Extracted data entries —
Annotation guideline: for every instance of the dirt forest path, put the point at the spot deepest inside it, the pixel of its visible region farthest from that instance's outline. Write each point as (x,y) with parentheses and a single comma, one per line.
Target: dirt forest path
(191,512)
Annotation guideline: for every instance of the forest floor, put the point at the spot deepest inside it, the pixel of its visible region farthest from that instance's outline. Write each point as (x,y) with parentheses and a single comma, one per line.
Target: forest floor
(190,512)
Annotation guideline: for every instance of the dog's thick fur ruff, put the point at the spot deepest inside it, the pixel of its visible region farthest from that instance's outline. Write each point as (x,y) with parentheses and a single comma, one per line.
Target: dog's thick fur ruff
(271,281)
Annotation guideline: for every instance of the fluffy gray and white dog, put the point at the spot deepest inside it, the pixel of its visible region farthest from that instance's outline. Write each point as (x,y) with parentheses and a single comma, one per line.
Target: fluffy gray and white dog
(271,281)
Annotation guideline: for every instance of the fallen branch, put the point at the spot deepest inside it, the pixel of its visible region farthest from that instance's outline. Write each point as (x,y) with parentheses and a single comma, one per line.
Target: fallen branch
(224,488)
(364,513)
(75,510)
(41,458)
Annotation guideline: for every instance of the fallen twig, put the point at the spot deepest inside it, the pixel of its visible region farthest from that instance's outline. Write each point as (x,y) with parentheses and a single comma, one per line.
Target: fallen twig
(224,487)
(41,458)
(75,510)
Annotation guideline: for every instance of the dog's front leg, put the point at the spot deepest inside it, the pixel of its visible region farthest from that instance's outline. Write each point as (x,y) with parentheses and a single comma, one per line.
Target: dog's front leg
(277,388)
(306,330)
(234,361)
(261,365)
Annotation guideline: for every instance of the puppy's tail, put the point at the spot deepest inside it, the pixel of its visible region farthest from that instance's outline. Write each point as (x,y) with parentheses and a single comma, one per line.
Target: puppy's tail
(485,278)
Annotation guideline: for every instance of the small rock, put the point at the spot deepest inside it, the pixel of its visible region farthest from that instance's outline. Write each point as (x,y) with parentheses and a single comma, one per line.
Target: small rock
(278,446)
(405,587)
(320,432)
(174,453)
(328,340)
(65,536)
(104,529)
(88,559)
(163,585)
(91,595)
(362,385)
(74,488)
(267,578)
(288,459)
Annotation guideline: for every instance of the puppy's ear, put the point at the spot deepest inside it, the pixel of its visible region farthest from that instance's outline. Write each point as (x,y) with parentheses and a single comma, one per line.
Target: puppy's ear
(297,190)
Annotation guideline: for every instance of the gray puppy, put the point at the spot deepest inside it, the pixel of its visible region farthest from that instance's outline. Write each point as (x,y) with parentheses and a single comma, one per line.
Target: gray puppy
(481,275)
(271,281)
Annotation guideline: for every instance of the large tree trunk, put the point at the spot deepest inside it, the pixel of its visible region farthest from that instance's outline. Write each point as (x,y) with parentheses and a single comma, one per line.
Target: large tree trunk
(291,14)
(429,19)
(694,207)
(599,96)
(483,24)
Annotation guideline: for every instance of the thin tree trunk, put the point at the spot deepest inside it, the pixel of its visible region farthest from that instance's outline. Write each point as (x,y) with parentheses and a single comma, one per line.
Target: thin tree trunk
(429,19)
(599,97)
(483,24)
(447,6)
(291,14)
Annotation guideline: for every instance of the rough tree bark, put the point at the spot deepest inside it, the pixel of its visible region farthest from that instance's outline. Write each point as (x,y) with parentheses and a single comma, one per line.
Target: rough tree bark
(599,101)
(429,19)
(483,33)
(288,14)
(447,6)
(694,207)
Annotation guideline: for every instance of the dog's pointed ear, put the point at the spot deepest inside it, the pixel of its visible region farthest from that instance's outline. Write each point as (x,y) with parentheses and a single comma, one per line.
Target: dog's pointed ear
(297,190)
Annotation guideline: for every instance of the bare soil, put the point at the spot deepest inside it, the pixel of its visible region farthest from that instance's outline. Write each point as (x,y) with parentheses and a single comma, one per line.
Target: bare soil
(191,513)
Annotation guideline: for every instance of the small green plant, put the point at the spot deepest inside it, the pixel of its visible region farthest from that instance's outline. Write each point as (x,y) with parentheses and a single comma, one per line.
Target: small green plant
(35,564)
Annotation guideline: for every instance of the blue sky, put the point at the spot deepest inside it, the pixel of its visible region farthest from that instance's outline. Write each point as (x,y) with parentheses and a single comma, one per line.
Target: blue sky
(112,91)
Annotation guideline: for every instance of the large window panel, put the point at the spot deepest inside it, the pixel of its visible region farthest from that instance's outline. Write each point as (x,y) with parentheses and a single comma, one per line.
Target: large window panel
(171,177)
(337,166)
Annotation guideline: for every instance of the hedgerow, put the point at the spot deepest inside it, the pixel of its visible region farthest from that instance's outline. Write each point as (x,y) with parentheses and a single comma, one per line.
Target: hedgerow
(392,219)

Work to be completed — Copy exactly the line containing "Annotation guideline: for every instance of the blue" and every line after it, ending with the last line of the records above.

Solution below —
Annotation guideline: for every instance of the blue sky, put the point at the spot deepest inside it, the pixel of its visible region farthest from that instance's outline. Write each point as (x,y) with parentheses and a single comma, one per line.
Target: blue sky
(112,91)
Annotation guideline: for every instance of the large window panel, put the point at the spot deepest inside it, the pixel of its visible region farthest from that instance's outline. Write each point as (x,y) with parentheses and a single comma, one per line.
Target: large window panel
(171,177)
(337,166)
Annotation guideline: for every instance of the hedgerow, put the point at the spot deepest inside it, the pixel of its visible region farthest from that instance's outline. Write each point as (x,y) with parentheses and a single comma, one per line.
Target: hedgerow
(392,219)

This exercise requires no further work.